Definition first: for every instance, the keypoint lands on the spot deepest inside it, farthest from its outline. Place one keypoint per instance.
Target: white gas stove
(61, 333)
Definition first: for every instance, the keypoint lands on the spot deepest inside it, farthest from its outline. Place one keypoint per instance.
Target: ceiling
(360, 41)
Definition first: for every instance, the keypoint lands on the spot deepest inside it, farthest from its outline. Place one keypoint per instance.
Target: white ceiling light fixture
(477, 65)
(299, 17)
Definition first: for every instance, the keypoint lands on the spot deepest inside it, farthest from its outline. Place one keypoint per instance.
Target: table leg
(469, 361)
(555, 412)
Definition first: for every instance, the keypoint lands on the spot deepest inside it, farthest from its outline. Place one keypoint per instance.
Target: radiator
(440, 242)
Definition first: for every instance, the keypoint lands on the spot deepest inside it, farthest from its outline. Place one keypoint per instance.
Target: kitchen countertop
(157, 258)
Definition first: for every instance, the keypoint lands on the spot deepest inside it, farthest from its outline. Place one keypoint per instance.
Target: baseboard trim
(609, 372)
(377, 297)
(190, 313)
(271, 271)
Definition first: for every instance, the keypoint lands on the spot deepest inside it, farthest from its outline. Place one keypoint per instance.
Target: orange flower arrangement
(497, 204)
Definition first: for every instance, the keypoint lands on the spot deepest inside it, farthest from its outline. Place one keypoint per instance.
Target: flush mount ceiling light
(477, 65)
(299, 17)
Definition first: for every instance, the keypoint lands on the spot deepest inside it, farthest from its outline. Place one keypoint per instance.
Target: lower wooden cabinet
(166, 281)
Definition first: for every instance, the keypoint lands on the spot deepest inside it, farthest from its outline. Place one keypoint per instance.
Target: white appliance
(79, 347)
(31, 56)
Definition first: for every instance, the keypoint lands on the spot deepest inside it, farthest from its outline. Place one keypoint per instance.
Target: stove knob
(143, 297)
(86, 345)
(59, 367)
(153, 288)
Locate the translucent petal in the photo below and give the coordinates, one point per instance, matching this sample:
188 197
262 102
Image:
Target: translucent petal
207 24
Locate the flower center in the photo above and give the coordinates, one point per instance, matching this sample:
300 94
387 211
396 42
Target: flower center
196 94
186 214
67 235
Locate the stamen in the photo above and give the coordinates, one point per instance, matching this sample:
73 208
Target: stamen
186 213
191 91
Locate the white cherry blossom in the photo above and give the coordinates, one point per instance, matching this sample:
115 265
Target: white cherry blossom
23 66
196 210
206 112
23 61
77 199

● ● ● ●

» **Required action**
Return each entry without altering a single word.

» **Exercise answer**
Definition first: for every instance, the keypoint lands on the spot deepest inside it, farthest from its outline. Place one keypoint per instance.
Target: white gas stove
(61, 333)
Definition first: for every instance, the keypoint lands on the spot deepest inside it, farthest from its outline. Place one keypoint per instance.
Target: ceiling
(360, 41)
Definition first: for every instance, the keypoint lands on the spot deepest inside it, farthest from its outline. Place one keypoint per instance.
Target: white ceiling light fixture
(477, 65)
(299, 17)
Definition first: for every instance, the keypoint lands on the spot deepest inside it, farthest from its outline. Place one keypoint per instance.
Target: table leg
(469, 361)
(555, 412)
Definition first: for every instance, the keypoint lands on the spot deepest inside it, farthest from its outline. Place one keypoint per instance.
Target: radiator
(440, 242)
Definition first: for every instance, the keypoint lands on the spot deepest inside it, farthest from its outline. Place one keypoint per instance.
Target: kitchen countertop
(157, 258)
Definition first: for every instance, the keypoint lands on the spot deepest inside it, farthest from its outline. Place one keypoint per instance.
Target: baseboard trim
(609, 372)
(377, 297)
(190, 313)
(271, 271)
Definition first: for every instance, the keypoint lands on the spot deepest inside it, farthest from its outline. Place one keypoint per instance.
Target: orange flower arrangement
(497, 204)
Definition first: for every instance, the keypoint lands on the spot deepest inside it, farthest from its outline. Place one keypoint per instance.
Target: flush mount ceiling light
(477, 65)
(299, 17)
Definition first: for every instance, the keypoint lands on the spot deepest inside it, farthest from its outline. Place one keypoint per instance.
Target: lower wooden cabinet
(166, 281)
Definition first: for every instance, the keypoint lands on the spot deepest inside it, farthest from its outline. Place one keypoint per instance.
Target: white appliance
(79, 347)
(31, 56)
Definition first: for every instance, the keypoint lands on the spot deepest inside it, farthest from its outline. Place one keypoint per instance.
Target: stove knob
(143, 297)
(86, 345)
(59, 367)
(153, 288)
Locate the translucent petal in the photo below and give the coordinates, one point per instance, matching this sample:
188 197
262 102
Image:
Target: translucent petal
207 24
Locate the flower center in the photo above and give the coordinates, one point per instance, matching this sample:
300 94
387 211
396 42
Target: flower center
196 94
186 214
67 235
Locate the stamen in the photo above and give the coordinates, one point per instance, matching this sample:
73 208
Target: stamen
186 213
191 91
Locate the white cherry blossom in the photo above and give the coordinates, one point per instance, matching this sample:
115 265
Target: white cherry blossom
23 66
196 210
206 112
23 61
77 199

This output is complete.